Data for this exercise
— BEGIN —

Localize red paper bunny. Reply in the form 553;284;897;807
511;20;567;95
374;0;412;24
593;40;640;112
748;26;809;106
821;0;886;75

— END —

Set problem
Please rewrite the entries above with "bunny" replaced by "rabbit" and everything else left as it is.

Worked solution
Localize red paper rabbit. Reply in the form 553;284;897;807
511;20;567;95
374;0;412;24
593;40;640;112
748;26;809;106
821;0;886;75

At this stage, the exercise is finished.